Answer these questions from the Workboard episode page below.
(a) At what timestamp do the key takeaways say Workboard is a free app?
(b) Which website is listed under "Mentioned in this episode"?
(c) According to the transcript, what council did Deidre Paknad found?

Start of Passage shown

SW 197 – Workboard Making Managers More Efficient with Deidre Paknad


CEO and co-founder of Workboard Deidre Paknad joins Jason Hartman on Speaking of Wealth show. Today’s episode has Deidre explains and talk about her Workboard app which automatically helps line managers managed their team priorities, goals, reports and the metrics of the company into a simple to-do list as well as how to be a more efficient and better manager with their teams.

 

 

 

 

Key Takeaways:
1:20 – The Workboard came to be when Deidre wondered why there wasn’t an app to help managers be better at leadership and managing.
2:10 – What Workboard does is take a look at how to make managers better at leading their teams.
4:32 – Workboard automatically puts together a manager workload, so managers will have more time.
5:45 – Workboard helps make a very simple to-do list of defining what the goals and metrics are for the company.
8:19 – Deidre explains what she think are the most important stages of the work load setup.
12:32 – Workboard is bit like a project management tool, but it can do more than that.
15:00 – Workboard can prompt the manager to acknowledge and celebrate a teams effect on work and teams can also acknowledging each other work.
16:45 – Workboard is a free app that can help teams go faster and achieve great things with less effort.

 

Tweetables:

“I thought, why isn’t there an app to help me be a better manager and leader, and decided to go and make one.”

“It’s combining the art of the mission with metrics, they will can be more effective when you put them together.”

“There’s this rejuvenation from looking backwards and seeing how far you’ve come that can help get people lifted up”

 

Mentioned in this episode:
workboard.com
@workboard inc

 

Transcript:

Jason Hartman:
It’s my pleasure to welcome Deidre Paknad to the show. She is CEO and co-founder of Workboard and creator of the first commercial application for legal holds, collections, retention management and founder of Compliance, Governance and Oversight Council. Welcome, how are you?

End of Passage shown
Start of Data

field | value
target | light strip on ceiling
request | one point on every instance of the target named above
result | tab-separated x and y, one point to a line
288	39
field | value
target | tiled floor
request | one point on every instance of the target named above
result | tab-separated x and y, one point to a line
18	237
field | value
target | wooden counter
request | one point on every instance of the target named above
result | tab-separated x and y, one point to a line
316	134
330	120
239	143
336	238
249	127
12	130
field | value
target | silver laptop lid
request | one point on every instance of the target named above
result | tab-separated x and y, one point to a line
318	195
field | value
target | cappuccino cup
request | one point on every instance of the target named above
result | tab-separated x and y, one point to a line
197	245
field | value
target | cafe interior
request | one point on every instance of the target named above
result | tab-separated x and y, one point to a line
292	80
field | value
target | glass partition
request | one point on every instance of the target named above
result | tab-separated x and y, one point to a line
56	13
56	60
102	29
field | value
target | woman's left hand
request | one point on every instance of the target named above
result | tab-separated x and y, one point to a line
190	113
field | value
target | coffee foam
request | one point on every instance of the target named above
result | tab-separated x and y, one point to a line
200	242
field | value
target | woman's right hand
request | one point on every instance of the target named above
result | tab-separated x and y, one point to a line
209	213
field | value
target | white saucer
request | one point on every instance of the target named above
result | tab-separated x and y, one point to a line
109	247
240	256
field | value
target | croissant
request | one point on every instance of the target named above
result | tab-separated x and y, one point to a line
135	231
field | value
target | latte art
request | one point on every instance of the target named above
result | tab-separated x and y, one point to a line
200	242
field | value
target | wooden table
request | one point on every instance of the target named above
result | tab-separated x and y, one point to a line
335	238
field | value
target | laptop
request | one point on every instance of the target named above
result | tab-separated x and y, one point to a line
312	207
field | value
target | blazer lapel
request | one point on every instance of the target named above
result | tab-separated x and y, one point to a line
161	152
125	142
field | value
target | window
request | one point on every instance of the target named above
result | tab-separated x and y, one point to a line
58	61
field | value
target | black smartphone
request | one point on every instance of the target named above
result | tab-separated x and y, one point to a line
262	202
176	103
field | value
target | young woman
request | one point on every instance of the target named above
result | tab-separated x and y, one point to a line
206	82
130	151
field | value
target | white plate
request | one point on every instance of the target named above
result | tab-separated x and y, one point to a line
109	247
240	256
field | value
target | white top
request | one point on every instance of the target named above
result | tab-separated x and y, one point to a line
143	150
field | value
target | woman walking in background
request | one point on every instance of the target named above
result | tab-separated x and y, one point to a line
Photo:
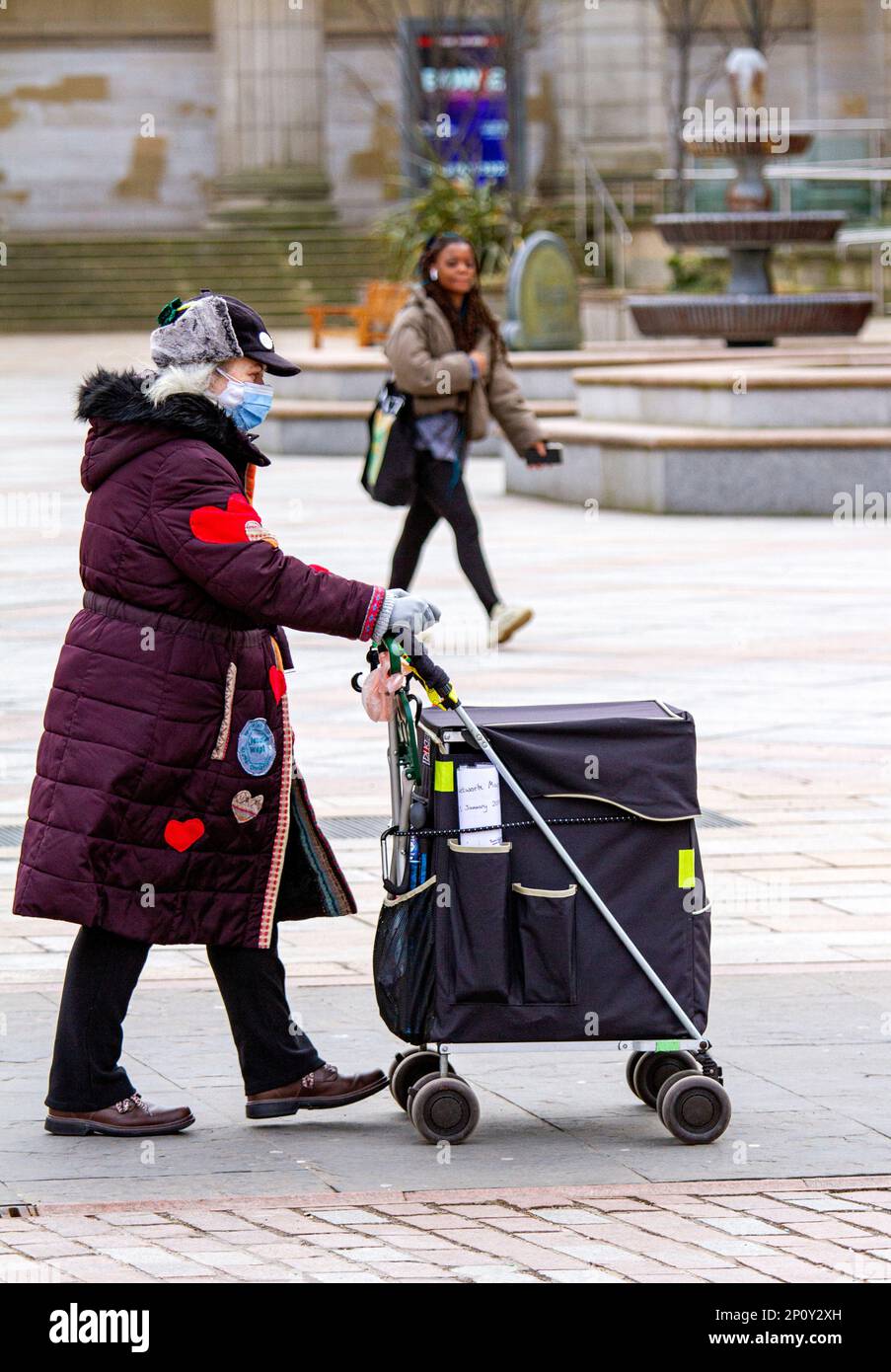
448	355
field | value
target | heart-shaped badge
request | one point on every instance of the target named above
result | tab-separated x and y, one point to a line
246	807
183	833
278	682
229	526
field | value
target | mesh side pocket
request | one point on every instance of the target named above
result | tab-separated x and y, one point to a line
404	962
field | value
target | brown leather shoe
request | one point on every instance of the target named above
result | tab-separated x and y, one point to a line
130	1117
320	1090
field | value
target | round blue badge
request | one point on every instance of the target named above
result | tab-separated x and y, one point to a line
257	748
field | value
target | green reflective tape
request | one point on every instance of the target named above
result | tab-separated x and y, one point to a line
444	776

End of Data

Answer for this exercise:
(a) 16:45
(b) workboard.com
(c) The Compliance, Governance and Oversight Council